Directions for this task: Can you put the records below into a Markdown table with the columns Row and Record line, covering only the lines from the one that has "of the metal" through the one that has "[(254, 447)]", and leaving out blank lines?

Material for the task:
-*-*-

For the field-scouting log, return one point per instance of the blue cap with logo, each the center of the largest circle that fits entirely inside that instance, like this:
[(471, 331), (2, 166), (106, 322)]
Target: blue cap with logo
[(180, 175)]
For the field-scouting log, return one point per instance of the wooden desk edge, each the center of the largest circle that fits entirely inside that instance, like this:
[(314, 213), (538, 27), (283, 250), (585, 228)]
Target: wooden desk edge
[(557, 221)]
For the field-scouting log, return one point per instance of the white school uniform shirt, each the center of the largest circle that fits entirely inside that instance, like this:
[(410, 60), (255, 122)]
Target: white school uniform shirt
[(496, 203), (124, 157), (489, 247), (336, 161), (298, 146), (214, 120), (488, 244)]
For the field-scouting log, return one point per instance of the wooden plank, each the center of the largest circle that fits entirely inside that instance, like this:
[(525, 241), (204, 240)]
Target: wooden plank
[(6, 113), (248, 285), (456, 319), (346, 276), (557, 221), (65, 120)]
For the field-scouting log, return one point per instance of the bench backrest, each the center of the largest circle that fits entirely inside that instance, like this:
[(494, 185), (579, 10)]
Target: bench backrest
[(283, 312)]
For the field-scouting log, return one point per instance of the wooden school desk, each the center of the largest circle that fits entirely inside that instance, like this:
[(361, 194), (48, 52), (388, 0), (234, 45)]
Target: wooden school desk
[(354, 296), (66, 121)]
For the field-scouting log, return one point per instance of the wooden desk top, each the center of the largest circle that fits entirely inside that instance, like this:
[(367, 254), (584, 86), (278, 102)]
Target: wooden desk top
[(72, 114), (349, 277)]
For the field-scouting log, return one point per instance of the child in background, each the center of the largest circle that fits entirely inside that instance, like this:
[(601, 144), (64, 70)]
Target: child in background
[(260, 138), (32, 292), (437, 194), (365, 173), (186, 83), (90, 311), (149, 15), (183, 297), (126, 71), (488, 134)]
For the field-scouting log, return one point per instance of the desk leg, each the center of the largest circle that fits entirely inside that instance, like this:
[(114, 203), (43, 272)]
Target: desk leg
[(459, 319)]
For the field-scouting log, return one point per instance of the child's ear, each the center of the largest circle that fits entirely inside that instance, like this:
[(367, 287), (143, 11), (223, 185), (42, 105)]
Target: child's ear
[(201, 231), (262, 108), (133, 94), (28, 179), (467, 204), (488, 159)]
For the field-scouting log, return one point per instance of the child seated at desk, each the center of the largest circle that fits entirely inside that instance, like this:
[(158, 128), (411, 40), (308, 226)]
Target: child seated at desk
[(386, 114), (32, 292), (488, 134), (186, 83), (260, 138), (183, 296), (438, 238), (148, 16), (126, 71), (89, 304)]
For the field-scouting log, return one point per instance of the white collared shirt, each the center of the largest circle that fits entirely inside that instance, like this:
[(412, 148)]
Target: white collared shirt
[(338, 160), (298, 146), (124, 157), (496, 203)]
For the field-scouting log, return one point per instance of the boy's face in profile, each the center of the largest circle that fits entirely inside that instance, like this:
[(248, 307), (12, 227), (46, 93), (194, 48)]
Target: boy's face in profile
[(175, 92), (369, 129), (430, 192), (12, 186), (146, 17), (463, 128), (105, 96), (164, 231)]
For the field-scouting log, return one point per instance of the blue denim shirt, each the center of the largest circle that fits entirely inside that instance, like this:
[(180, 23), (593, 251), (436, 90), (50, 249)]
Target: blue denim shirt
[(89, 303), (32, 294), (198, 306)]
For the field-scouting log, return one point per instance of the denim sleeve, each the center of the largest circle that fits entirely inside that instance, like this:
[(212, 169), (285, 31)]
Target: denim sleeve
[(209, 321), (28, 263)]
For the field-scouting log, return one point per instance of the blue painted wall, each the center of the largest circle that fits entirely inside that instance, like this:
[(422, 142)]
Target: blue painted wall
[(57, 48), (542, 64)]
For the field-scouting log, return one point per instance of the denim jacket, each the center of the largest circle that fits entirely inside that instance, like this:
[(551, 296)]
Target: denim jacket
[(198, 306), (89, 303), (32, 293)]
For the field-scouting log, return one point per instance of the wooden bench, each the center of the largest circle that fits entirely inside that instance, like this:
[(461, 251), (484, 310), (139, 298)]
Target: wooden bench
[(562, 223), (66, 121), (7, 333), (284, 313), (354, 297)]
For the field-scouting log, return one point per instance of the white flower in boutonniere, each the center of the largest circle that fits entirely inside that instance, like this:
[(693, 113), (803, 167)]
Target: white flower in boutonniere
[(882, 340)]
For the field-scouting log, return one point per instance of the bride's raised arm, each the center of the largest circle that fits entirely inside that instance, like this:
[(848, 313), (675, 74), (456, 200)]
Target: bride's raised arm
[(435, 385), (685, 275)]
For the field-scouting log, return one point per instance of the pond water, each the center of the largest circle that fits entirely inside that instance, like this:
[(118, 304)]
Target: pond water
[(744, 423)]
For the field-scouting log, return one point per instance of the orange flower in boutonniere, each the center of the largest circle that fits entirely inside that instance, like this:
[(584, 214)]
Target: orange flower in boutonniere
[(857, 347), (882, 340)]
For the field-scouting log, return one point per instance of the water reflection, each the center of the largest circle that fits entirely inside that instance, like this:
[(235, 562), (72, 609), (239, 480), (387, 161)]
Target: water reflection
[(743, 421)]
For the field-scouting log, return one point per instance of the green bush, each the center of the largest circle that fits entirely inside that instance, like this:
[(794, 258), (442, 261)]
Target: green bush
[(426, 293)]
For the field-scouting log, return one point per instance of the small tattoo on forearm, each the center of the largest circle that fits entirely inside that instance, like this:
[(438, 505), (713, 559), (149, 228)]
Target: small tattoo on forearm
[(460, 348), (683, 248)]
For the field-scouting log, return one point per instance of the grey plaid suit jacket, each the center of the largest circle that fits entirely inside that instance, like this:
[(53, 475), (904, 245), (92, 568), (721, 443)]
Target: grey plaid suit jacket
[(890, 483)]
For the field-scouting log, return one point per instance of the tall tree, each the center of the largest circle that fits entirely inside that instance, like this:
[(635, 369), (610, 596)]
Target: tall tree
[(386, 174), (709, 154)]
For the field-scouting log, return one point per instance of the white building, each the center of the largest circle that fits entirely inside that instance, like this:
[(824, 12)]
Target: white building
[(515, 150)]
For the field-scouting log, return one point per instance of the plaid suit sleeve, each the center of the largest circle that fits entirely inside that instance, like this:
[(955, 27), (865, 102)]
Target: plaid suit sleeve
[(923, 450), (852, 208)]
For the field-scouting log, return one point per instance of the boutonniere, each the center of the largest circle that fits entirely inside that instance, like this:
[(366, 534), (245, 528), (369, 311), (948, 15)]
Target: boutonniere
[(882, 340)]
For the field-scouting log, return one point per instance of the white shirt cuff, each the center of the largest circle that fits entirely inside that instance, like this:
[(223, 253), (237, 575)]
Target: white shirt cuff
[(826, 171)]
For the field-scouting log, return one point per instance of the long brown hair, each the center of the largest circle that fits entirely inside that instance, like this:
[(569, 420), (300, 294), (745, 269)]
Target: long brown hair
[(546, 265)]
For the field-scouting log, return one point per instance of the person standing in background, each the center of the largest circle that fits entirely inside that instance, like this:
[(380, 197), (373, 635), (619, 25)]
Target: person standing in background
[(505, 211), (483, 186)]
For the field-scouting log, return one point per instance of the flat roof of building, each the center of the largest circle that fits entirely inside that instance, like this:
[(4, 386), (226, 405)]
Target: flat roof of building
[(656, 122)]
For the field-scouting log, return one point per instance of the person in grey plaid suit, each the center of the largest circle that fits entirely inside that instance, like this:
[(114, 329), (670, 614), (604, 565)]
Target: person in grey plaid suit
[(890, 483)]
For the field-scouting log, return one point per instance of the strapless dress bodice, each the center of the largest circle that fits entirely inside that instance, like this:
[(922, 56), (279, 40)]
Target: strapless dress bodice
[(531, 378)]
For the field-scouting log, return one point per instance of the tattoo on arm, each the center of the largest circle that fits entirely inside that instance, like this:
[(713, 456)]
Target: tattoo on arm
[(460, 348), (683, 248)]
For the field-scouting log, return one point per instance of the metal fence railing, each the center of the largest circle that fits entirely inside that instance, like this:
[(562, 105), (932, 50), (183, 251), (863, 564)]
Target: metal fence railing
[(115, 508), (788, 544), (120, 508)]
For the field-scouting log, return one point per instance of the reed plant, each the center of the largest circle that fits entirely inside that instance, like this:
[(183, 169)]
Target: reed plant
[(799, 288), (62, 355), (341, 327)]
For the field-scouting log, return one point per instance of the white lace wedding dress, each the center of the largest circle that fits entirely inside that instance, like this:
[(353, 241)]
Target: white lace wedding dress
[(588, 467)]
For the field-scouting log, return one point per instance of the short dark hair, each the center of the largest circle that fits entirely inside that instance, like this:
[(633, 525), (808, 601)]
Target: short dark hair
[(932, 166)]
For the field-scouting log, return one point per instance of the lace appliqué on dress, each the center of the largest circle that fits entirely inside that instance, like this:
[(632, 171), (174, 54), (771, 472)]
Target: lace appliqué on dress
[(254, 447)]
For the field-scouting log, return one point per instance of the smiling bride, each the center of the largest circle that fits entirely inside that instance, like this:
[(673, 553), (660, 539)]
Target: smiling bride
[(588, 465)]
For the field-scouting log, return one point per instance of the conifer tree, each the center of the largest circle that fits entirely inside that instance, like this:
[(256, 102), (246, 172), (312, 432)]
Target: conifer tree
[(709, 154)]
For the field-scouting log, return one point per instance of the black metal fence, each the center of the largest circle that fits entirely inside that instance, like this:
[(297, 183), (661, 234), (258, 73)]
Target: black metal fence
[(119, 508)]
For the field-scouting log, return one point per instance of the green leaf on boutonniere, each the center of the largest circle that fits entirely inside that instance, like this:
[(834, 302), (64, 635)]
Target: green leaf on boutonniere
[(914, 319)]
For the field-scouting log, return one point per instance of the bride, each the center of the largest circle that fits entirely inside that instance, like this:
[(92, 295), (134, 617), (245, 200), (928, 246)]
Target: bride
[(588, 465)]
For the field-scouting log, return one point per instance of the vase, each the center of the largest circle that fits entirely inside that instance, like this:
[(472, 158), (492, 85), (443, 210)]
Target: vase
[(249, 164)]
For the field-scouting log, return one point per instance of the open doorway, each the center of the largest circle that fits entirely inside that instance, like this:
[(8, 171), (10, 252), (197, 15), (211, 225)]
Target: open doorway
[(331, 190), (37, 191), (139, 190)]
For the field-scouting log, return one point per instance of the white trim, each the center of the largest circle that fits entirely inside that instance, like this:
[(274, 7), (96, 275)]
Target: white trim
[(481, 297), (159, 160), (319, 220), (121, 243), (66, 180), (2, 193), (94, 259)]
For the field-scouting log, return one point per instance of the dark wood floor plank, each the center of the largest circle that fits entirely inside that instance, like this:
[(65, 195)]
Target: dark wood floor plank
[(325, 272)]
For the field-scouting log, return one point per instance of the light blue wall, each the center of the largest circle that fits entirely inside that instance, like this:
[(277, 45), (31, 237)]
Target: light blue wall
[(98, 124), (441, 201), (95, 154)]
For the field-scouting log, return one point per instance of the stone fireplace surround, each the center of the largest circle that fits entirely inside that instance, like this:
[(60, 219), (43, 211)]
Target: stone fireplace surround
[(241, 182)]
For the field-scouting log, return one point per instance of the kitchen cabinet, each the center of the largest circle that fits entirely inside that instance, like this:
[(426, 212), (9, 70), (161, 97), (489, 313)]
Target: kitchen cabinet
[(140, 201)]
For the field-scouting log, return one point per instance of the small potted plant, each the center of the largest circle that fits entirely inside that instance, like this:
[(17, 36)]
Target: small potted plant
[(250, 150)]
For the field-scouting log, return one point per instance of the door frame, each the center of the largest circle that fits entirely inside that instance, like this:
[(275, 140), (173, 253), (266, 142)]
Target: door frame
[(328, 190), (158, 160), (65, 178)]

-*-*-

Answer to this problem:
| Row | Record line |
|---|---|
| 1 | For the field-scouting log, return one point per instance of the metal fence railing, each the center of the largest circle that fits entirely inside that instance, like this: |
| 2 | [(562, 105), (932, 50), (183, 251), (863, 564)] |
| 3 | Target: metal fence railing |
| 4 | [(115, 508), (788, 544), (120, 508)] |
| 5 | For the field-scouting log, return one point per instance of the reed plant, each the center of the largest circle that fits entirely inside that instance, like this: |
| 6 | [(183, 169)] |
| 7 | Target: reed plant |
| 8 | [(799, 288), (62, 355), (341, 327)] |
| 9 | For the field-scouting log, return one point per instance of the white lace wedding dress, each the center of the largest circle that fits entirely inside that instance, like this: |
| 10 | [(353, 241)] |
| 11 | Target: white lace wedding dress |
| 12 | [(588, 467)] |
| 13 | For the field-scouting log, return one point per instance of the short dark hair, each the center of the largest circle that fits entirely inside that instance, like this: |
| 14 | [(633, 525), (808, 601)] |
| 15 | Target: short dark hair |
| 16 | [(932, 166)] |
| 17 | For the field-scouting log, return one point per instance of the lace appliqué on dress, each the center of the largest circle that fits entirely inside that instance, like this: |
| 18 | [(632, 171), (174, 54), (771, 472)] |
| 19 | Target: lace appliqué on dress |
| 20 | [(254, 447)] |